── Source extract
AD&D Pool of Radience
A: Baba O’Reilly is the theme song. I will be a Female Elf Fight/Magic User/ Thief ….Chaotic Neutral
P: Strength 15…not bad
A: Name….Shitcock will fit….I’m gonna have to go with SHITCOCK…Nice grammar videogame…
P: Environ…go to Environ
A: Begin Adventure! A man approaches…I’m Rolf…
(The game is a 1st person RPG with shit-brown colouring)
A: I’m done.
P: Yes! Top-down shmup!
A: No! 3D!
(Behind the back fighter jet game)
A: I’m crashed into…I’m gonna assume the Pacific
(With “Pacific” we reached 1337 words…we are leet.)
A: I’m getting a headache watching this.
P: This is going to be wicked. Ok, your general is a guy with an eyepatch by the looks of it….or a really poorly shaded face. What was that? The graphics are terrible. Apparently I can’t let these people down.
A: Holy Fuck. That shit’s intense
P: I’m shooting tumours. I died. LOOK YOU MISSED IT AGAIN! Wait for it, it looks like a lamb on top of a wolf, on top of a native…totem….. I think I’m killing my guys…yeah I am, and more tumours.
A: I can’t wait to see that llama shit. (he dies) WHAT THE FUCK IS THAT?
P: Where is my health? There it is….oh that’s pretty stupid.
P: HOT JAMS (bouncing in time with the monotonous tick tick tick of the gun shots)
P: LOW FUEL? Nobody told me I had to refuel.
P: Alright we’re done.
P: YOu are approaching the first air fortress….alright that’s cool, can I play? Oh yes, bring it on assholes.
P: So I look like a gay spaceman uhhhh…riding a surfboard…in space. And I’m shooting spinning capitol Is.
P: Oh, I’m getting of my..surfboard. YOu are now entering the air fortress.
A: What the Christ?
A: Did you die?
P: Nope, I’m going further into the air fortress.
A: You have a jetpack?
A: You can kill those.
P: I guess so.
P: But killing the cylin…oh I can’t kill the cylinders….This is actually not terrible.
A: Kill that moth. ( he does so, and gets an “E” which I can only assume is Ecstacy, the drug)
────
── Supplied entries
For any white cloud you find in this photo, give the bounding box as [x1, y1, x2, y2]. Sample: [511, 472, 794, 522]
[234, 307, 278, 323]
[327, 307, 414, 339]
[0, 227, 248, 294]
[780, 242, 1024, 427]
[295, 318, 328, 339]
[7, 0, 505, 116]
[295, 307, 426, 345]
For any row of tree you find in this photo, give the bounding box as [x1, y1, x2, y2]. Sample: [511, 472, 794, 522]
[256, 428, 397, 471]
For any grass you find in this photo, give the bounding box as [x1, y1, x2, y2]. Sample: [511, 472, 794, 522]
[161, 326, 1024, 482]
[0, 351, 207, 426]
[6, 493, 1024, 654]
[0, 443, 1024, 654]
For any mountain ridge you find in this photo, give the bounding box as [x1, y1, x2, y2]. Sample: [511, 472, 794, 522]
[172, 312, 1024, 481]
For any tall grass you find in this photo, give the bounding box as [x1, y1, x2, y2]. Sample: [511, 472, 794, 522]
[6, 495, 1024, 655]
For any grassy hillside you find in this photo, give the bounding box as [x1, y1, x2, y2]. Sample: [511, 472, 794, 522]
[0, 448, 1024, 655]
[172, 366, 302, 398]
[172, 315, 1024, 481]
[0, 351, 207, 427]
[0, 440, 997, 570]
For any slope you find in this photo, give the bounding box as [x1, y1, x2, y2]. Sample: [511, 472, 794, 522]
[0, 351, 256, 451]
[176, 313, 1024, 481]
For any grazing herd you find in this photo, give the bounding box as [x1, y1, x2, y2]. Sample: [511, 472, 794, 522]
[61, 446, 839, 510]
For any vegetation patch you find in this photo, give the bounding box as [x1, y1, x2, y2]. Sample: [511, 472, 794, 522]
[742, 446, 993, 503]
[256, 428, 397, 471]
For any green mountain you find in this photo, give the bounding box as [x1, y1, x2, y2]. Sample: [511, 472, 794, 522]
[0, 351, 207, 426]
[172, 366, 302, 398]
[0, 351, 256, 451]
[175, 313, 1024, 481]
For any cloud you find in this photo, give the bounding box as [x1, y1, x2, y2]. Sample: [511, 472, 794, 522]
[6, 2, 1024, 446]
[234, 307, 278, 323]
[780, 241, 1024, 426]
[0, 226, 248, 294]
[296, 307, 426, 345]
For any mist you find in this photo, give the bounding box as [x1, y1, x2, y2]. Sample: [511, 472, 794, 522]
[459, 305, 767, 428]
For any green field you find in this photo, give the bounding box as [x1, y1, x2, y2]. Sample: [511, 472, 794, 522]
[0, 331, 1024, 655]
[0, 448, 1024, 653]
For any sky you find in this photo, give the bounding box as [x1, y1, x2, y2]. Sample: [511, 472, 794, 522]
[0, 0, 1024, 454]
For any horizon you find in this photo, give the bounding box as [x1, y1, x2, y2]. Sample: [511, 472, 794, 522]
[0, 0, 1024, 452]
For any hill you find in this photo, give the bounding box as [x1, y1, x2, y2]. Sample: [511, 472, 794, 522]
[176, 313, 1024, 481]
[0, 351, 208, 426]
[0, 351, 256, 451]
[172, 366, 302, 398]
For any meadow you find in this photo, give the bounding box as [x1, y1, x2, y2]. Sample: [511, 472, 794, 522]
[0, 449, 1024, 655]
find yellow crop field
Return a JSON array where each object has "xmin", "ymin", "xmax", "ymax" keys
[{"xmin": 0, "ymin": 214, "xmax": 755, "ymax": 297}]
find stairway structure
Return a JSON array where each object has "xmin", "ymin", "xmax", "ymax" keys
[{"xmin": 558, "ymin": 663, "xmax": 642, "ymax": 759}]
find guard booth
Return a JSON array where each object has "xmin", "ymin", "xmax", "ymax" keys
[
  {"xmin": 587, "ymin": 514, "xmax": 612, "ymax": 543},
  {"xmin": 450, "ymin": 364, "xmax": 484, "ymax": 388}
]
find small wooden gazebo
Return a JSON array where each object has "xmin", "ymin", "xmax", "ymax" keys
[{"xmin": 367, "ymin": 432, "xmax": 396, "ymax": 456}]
────
◆ Aim of the exercise
Render the sentence "I’m getting a headache watching this." from the gameplay transcript in Spanish. This material has no connection to the gameplay transcript.

◆ Response box
Me está dando dolor de cabeza ver esto.